___ Raw data ___

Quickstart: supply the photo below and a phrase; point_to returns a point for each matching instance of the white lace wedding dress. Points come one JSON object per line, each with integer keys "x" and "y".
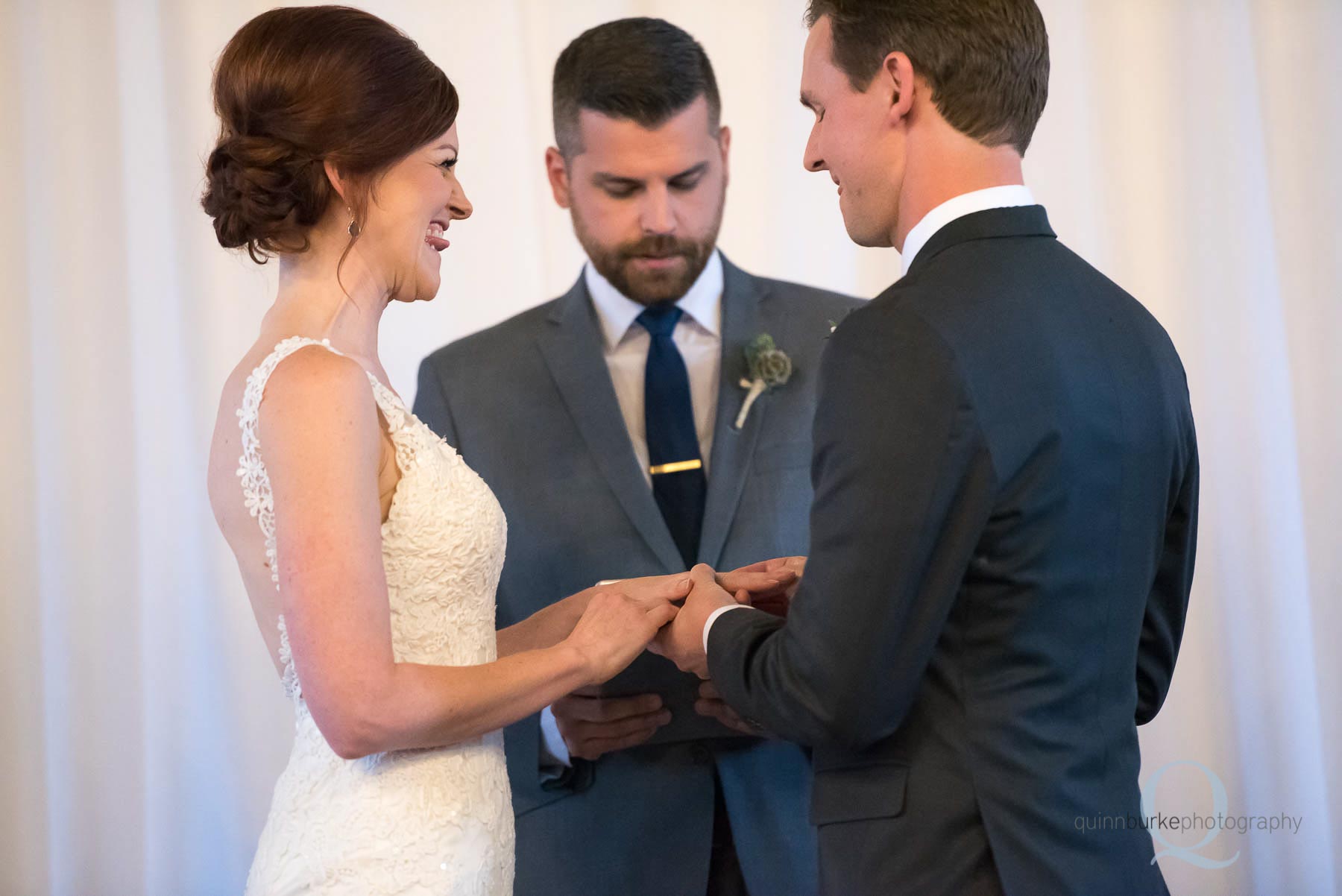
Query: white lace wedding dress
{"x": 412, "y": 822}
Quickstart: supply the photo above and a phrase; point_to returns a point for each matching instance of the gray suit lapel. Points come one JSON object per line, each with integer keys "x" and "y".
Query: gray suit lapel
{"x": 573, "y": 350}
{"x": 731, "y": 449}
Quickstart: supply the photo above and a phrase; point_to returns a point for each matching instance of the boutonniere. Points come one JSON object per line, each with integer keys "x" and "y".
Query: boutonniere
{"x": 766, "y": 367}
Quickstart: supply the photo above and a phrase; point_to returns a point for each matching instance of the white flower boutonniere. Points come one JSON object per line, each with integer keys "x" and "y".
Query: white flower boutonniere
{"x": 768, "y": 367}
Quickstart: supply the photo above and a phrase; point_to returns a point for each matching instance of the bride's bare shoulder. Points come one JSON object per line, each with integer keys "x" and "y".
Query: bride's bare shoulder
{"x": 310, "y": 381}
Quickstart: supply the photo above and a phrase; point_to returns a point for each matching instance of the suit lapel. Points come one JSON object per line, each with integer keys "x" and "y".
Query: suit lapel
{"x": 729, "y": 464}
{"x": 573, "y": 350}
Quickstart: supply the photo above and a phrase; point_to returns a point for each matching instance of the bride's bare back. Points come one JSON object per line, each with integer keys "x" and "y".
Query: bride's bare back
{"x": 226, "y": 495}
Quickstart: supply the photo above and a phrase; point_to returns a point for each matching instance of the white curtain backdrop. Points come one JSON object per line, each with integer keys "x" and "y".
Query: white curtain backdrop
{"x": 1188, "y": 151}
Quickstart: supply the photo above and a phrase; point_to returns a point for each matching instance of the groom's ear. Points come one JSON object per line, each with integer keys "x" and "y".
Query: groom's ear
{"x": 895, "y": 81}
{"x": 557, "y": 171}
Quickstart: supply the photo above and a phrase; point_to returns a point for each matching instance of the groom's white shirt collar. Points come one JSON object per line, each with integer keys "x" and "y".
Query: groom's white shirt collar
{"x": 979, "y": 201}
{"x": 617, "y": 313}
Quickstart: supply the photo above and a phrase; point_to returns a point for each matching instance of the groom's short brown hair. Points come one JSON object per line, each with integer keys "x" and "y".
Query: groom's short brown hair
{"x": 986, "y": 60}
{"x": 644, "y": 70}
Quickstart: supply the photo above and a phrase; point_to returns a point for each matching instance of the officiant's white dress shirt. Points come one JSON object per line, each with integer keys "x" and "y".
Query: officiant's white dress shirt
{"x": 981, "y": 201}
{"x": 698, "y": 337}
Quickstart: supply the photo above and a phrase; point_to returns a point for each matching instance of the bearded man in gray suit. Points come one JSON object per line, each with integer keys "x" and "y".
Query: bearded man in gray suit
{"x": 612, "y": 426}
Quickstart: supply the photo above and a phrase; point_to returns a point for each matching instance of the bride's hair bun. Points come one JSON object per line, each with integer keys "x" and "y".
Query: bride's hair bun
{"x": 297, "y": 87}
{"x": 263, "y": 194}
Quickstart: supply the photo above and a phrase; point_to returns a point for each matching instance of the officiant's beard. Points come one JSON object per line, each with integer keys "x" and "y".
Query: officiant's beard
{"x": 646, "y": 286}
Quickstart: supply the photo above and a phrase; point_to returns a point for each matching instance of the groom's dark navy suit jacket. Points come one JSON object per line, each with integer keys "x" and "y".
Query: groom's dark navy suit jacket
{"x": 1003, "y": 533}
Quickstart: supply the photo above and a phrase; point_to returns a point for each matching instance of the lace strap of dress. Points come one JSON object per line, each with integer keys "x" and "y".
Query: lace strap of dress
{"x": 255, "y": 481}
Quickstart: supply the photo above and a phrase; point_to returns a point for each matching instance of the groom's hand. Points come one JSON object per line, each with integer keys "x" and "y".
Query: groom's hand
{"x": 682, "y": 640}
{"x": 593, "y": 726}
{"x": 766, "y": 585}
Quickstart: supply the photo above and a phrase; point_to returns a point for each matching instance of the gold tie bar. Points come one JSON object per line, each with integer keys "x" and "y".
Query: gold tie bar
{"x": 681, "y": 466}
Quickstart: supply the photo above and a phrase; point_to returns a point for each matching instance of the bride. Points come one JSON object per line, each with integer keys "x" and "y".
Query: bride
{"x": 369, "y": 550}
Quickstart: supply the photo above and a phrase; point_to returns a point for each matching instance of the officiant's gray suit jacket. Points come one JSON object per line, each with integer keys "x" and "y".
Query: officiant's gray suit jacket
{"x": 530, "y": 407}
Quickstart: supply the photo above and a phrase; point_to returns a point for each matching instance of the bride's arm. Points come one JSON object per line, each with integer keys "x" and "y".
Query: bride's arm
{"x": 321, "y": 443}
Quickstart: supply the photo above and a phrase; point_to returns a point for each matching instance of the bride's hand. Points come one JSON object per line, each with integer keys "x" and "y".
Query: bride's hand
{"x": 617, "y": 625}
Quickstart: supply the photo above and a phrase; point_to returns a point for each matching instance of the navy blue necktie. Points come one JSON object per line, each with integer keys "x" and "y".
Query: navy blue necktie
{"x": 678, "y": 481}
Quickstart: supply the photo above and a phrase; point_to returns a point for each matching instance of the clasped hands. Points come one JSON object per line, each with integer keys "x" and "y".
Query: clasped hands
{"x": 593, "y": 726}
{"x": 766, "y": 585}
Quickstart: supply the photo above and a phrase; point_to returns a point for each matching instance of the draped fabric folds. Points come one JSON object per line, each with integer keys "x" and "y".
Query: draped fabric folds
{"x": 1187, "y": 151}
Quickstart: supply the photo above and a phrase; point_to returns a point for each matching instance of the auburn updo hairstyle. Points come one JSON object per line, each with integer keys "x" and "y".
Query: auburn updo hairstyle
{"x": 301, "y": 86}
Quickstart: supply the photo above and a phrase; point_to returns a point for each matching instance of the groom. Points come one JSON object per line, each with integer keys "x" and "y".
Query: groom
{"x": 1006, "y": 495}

___
___ Raw data ___

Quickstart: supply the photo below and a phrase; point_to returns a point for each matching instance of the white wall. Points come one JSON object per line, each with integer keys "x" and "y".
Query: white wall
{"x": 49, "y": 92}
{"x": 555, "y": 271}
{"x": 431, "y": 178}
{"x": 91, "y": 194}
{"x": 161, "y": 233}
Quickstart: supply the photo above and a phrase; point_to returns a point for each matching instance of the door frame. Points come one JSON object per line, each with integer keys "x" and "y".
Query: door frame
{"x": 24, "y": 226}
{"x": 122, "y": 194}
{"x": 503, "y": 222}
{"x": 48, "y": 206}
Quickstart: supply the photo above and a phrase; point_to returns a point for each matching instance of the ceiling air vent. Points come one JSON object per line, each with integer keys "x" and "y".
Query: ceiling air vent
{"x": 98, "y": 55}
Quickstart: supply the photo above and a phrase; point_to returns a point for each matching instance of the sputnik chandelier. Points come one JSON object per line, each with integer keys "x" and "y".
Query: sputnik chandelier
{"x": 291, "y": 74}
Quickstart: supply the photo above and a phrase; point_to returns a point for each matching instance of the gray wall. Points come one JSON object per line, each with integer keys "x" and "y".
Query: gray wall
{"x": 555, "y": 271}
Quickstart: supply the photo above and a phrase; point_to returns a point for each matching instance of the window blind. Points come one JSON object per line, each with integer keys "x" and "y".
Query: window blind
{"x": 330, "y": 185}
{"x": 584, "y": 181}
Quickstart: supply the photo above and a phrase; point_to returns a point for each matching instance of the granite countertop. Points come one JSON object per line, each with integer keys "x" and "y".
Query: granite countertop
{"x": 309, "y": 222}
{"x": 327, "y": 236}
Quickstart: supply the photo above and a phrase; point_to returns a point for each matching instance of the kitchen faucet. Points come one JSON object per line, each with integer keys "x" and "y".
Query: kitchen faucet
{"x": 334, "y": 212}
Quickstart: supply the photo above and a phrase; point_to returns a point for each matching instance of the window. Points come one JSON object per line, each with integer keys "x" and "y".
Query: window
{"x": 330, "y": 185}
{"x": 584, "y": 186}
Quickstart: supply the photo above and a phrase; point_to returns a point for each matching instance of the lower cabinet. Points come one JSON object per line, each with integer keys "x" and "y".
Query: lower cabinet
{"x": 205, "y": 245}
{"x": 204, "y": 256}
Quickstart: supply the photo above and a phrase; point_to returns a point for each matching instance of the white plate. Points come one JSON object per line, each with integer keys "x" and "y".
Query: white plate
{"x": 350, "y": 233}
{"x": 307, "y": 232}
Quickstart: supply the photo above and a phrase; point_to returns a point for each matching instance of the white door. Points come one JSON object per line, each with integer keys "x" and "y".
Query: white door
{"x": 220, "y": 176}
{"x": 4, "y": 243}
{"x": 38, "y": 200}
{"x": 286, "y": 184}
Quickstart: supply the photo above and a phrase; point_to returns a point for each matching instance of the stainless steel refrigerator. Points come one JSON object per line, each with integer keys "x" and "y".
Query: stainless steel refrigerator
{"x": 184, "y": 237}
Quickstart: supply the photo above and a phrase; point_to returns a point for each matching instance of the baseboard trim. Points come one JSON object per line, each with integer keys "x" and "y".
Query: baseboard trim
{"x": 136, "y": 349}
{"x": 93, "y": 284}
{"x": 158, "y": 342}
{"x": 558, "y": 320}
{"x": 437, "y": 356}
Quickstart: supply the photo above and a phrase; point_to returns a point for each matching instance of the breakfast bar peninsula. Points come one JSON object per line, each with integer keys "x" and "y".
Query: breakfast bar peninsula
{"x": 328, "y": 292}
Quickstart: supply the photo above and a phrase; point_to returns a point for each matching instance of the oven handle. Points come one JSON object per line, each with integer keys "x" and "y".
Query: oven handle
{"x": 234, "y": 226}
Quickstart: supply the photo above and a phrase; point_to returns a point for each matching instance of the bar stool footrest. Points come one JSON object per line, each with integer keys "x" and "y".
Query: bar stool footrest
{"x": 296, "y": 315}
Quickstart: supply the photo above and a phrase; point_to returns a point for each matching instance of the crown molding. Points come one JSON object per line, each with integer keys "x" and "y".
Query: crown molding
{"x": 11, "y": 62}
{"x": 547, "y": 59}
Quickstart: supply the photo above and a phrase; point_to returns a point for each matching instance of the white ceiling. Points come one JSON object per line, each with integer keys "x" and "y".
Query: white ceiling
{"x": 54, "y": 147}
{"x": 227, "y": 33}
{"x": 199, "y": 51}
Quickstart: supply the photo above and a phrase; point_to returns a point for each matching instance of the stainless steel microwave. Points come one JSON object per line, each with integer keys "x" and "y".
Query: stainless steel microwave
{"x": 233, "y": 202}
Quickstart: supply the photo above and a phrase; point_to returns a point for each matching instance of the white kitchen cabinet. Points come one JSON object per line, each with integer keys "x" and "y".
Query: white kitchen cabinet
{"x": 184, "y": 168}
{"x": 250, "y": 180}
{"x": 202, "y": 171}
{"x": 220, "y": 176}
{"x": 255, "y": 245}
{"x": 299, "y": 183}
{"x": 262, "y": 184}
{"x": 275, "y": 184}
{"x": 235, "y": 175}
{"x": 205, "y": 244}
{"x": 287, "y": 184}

___

What belongs in the answer is each line of the data that has the word "below".

Quickstart: supply the photo below and a phrase; point_to returns a point for each matching instance of the white lace wedding dress. Points come one JSON object per line, each with integer keys "x" and "y".
Quickstart: supply the photo below and a phrase; point_to returns a point for each matching instance of the white wall. Points come one JSON object per line, each with integer keys "x" and "y".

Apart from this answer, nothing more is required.